# DESCRIPTION OF THE TASK
Output the items below as a two-column CSV with the columns "input" and "output", one row per item, holding its text and its answer. Put each value in its own quoted field, with any line breaks turned into spaces.

---- EXERCISE INPUTS

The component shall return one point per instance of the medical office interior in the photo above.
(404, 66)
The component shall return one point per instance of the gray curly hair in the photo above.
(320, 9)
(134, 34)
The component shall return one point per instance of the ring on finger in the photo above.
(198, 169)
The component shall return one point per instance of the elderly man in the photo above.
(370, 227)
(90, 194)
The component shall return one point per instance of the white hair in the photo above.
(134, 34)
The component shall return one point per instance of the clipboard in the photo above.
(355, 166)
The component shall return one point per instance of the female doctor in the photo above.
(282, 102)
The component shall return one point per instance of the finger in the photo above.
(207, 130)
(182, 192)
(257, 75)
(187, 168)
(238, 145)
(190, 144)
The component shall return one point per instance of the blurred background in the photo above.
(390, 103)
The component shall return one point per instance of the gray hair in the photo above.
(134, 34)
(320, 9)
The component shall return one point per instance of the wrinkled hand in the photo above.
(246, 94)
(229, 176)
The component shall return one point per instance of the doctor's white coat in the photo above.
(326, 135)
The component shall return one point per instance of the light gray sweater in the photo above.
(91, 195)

--------

# THE ANSWER
input,output
"The component shall return one point per instance of the medical office interior in the photo above.","(404, 66)"
"The component shall return one point per instance of the gray curly hair in the photo above.","(320, 9) (134, 34)"
"The component shall return one point per instance of the ring on finger in the photo above.","(198, 169)"
"The component shall return one point per instance of the elderly man in the photo above.","(370, 227) (90, 194)"
"The component shall return one point per instance of the white hair in the photo above.","(134, 34)"
"The component shall return one point per instance of the clipboard in the photo above.","(355, 166)"
"The component shall return one point per instance of the female doctor in the photo above.","(282, 102)"
"The component shall return one point per instance of the finger in the photo above.","(207, 130) (182, 192) (257, 75) (187, 168) (238, 145) (190, 144)"
"The component shall return one point per instance of the blurred background in the photo above.","(390, 103)"
"The component shall return one point per instance of the gray hair in the photo above.","(134, 34) (320, 9)"
"The component shall return one point per instance of the wrinkled hand in the photo above.","(246, 94) (229, 176)"
"The component shall return one point per instance of the doctor's white coat in the photo above.","(326, 135)"
"The component shall return one point per instance of the light gray sweater in the photo above.","(91, 195)"